• TEXT FOR ANALYSIS:
==*==
According to the report, “In his resignation letter, Brady said: “I have a profound respect and love for the fighters, judges, referees, staff and those associated with the fight world in Nevada and beyond. It has been an honor of a lifetime for me to serve on the NAC. I have given my very best to the Commission for over seven years now and I believe I have contributed in a positive way during that time.”
Continuing, the Las Vegas Review went on to report, “To all things in life there is a season, and I believe my season on the Nevada Athletic Commission must now come to an end so that another exciting season may begin."
With Sonnen specifically pointing to 2017 as the year something seemed to change within the Nevada State Athletic Commission, it's interesting to note a February 8, 2017 MMAFighting.com article titled, “New Nevada athletic commissioner works for Fertitta-owned Station Casinos,” where author Marc Raimondi writes that, “The newest commissioner appointed to the Nevada Athletic Commission (NAC) works for the former owners of the UFC.”
According to the report, “Staci Alonso, appointed to the commission by Nevada Gov. Brian Sandoval in December, is an executive vice president at Station Casinos, the casino group owned by Lorenzo and Frank Fertitta, per her LinkedIn page.” The MMAFighting.com report went on to state, “The Fertittas sold their majority stake in the UFC, which is regulated and sanctioned by the NAC in Nevada, to WME-IMG in July for more than $4 billion.”
With it being no secret that the UFC had high hopes riding on an Adesanya victory Saturday night, the UFC president Dana White may have had ulterior motives behind his latest criticism of the officials however legitimate they may have been. With a lot riding on getting the scorecards correct in combat sports, none are more paramount than the integrity of the sport itself. With the departure of the hardball playing Lundvall and the passionate and sincere Bill Brady, what ultimately seems to have changed the most within the Nevada Athletic Commission since 2017 is ironically the addition of UFC vetted NAC commissioner Staci Alonso.
And whenever there is controversy in combat sports, the house never seems to be too far away from the bad hands being dealt as sports bookies take a variety of bets on mixed martial arts fights. And with many of these bets ultimately depending on the judge’s scorecards at the end of the night, the fact judging in combat sports remains such a questionable oddity after literally decades of head scratching decisions should come to few as a surprise. Especially when the latest commissioner of the Nevada State Athletic Commission is the former vice president of the Fertitta owned Station Casinos.
For as long as I can remember in mixed martial arts, controversial decisions have remained a mainstay of the industry, transcending eras and time. The perpetual cycle of incompetence ultimately giving way to the perception of impropriety throughout the years as the problems comically continue to persist until this very day. Without a complete overhaul of the current system itself and perhaps even a federal investigation, combat sport fans can expect to continue to see more of the same as even the most crucial elements of the mainstream sports media are complicit in the conspiracy of silence by allowing the plague of impropriety in combat sports to continue unchecked and unabated. The dirty little secret of the combat sports industry today being their smoke screening of the incessant corruption in boxing and mixed martial arts as incompetence or even just a simple matter of difference in opinion.
==*==
• DATA SECTION:

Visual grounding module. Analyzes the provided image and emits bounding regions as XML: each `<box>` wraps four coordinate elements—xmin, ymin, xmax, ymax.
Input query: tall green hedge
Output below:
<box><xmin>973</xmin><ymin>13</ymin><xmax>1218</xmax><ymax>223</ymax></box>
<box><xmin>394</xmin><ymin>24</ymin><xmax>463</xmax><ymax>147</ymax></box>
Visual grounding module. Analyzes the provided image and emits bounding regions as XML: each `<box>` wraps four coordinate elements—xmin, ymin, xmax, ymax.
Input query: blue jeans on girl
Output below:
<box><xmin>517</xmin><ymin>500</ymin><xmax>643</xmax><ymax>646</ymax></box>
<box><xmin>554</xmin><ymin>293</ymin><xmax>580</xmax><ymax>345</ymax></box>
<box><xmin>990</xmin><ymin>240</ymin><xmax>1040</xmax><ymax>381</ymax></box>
==*==
• WORK INSTRUCTIONS:
1. In the article about the Nevada Athletic Commission, rewrite the paragraph that begins "With Sonnen specifically pointing to 2017" more briefly, keeping its main facts.
2. List every person the article about the Nevada Athletic Commission names with both a first name and a last name.

• ANSWERS FOR THE EXERCISE:
1. Sonnen named 2017 as the year something seemed to change within the Nevada State Athletic Commission. A February 8, 2017 MMAFighting.com article by Marc Raimondi reported that the newest commissioner appointed to the Nevada Athletic Commission (NAC) works for the former owners of the UFC. The article was titled "New Nevada athletic commissioner works for Fertitta-owned Station Casinos."

2.
- Bill Brady
- Marc Raimondi
- Staci Alonso
- Brian Sandoval
- Lorenzo Fertitta
- Frank Fertitta
- Dana White